Job item: For the P2P networking text below, decide whether each statement agrees with it, answering yes or no and quoting the deciding words exactly. (a) The direct communication link is disconnected once inter-group traffic demand falls below the predetermined threshold. (b) The two P2P groups exchange control messages only after the direct communication link has been established. (c) In the second method, the first device remains connected to the first P2P group while it shares data with the second device.

A method for controlling inter-group communication in wireless peer-to-peer (P2P) networks including a plurality of P2P groups, comprising:
establishing a direct communication link between a first P2P group and a second P2P group in response to inter-group traffic demand exceeding a predetermined threshold; and
disconnecting the direct communication link when the inter-group traffic demand falls below the predetermined threshold.
The method according to claim 1, wherein the direct communication link is established through at least one device which is a client of both of the first P2P group and the second P2P group.
The method according to claim 1 or 2, wherein the direct communication link is established between group owners of the first P2P group and the second P2P group through at least one device connecting the first P2P group and the second P2P group.
The method according to any one of claims 1-3, wherein the direct communication link is established through at least one device which maintains simultaneous connections with both the first and second P2P groups.
The method according to any one of claims 1-3, wherein the direct communication link is established through at least one device which switches between the first and second P2P groups.
The method according to any one of claims 1-5, wherein the first P2P group and the second P2P group exchange control messages with each other before establishing the direct communication link.
The method according to claim 6, wherein a direct communication link establishment request and response information is shared using at least one of: a probe request and probe response, a service discovery query and service discovery response, beacon, and invitation request and invitation response frame prior to direct communication link establishment.
A method for controlling inter-group communication in wireless peer-to-peer (P2P) networks including a plurality of P2P groups, comprising:
disconnecting a first device from a first P2P group when the first device has data to share with a second device of a second P2P group;
connecting the first device with the second P2P group to share the data with the second device; and
disconnecting the first device from the second P2P group to connect back to the first P2P group.

Study material:
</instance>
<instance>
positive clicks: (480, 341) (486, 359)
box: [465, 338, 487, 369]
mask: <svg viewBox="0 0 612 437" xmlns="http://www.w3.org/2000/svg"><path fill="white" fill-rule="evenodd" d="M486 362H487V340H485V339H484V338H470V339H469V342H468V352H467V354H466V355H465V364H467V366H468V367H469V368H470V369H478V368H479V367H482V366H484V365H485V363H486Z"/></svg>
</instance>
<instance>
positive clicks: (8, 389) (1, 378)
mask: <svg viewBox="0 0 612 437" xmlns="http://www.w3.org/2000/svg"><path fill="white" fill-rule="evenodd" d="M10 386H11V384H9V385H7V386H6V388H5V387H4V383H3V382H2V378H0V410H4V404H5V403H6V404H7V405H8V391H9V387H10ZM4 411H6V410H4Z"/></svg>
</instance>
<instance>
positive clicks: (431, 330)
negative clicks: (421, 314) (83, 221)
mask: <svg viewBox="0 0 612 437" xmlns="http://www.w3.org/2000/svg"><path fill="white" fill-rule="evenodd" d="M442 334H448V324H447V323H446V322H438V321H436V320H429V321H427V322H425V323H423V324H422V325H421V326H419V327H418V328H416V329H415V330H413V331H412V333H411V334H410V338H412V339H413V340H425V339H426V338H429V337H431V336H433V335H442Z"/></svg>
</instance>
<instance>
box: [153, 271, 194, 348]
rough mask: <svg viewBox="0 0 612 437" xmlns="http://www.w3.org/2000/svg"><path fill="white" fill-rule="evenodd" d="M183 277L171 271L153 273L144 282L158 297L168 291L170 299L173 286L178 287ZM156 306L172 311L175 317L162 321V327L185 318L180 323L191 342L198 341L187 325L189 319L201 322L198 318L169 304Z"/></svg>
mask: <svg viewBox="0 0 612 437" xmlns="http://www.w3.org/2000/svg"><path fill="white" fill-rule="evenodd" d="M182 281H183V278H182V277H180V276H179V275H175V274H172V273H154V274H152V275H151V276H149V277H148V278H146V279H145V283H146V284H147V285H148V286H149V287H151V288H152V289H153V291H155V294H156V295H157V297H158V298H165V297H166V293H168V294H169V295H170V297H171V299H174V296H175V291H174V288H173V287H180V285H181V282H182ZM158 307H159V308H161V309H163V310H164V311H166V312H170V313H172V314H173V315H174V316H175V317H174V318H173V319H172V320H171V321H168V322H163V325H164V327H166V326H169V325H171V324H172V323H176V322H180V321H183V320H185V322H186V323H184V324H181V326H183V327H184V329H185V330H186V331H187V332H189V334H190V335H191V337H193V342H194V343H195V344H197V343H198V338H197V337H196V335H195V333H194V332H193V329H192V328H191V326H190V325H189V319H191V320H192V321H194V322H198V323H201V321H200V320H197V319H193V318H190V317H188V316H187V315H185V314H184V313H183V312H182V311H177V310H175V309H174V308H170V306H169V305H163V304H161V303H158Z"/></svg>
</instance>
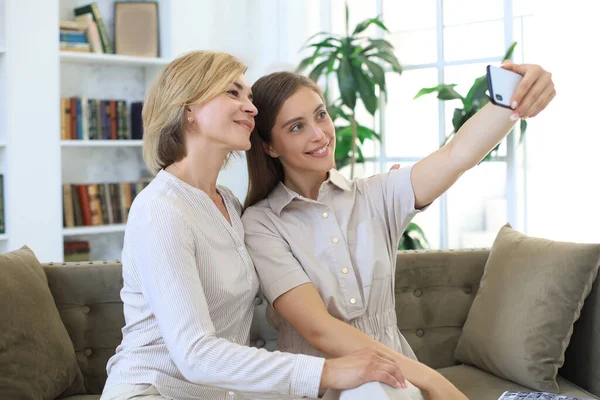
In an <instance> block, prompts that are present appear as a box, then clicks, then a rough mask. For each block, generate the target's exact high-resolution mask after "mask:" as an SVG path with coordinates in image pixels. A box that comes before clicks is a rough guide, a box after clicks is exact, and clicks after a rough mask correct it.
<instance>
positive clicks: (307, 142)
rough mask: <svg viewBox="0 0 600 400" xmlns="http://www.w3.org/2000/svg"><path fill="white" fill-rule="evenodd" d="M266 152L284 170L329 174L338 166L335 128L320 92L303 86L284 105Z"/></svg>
mask: <svg viewBox="0 0 600 400" xmlns="http://www.w3.org/2000/svg"><path fill="white" fill-rule="evenodd" d="M266 151H267V153H268V154H269V155H270V156H271V157H277V158H279V160H280V161H281V163H282V165H283V167H284V170H286V169H287V170H290V169H291V170H294V171H296V172H327V171H329V170H330V169H332V168H333V167H334V166H335V158H334V155H335V129H334V127H333V121H332V120H331V118H330V117H329V114H328V113H327V110H326V109H325V104H324V103H323V99H322V98H321V96H320V95H319V94H318V93H316V92H315V91H314V90H312V89H310V88H307V87H302V88H300V89H298V90H297V91H296V92H295V93H294V94H293V95H292V96H290V97H289V98H288V99H287V100H286V101H285V103H283V106H282V107H281V110H280V111H279V114H278V115H277V118H276V120H275V125H274V126H273V129H272V141H271V144H270V145H268V146H267V148H266Z"/></svg>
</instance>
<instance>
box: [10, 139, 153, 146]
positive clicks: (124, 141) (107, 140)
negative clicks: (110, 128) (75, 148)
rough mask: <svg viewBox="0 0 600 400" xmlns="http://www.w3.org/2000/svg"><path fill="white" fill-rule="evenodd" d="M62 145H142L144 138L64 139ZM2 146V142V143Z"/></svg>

Answer:
(a) Yes: "disconnecting the direct communication link when the inter-group traffic demand falls below the predetermined threshold."
(b) No: "the first P2P group and the second P2P group exchange control messages with each other before establishing the direct communication link."
(c) No: "disconnecting a first device from a first P2P group when the first device has data to share with a second device of a second P2P group"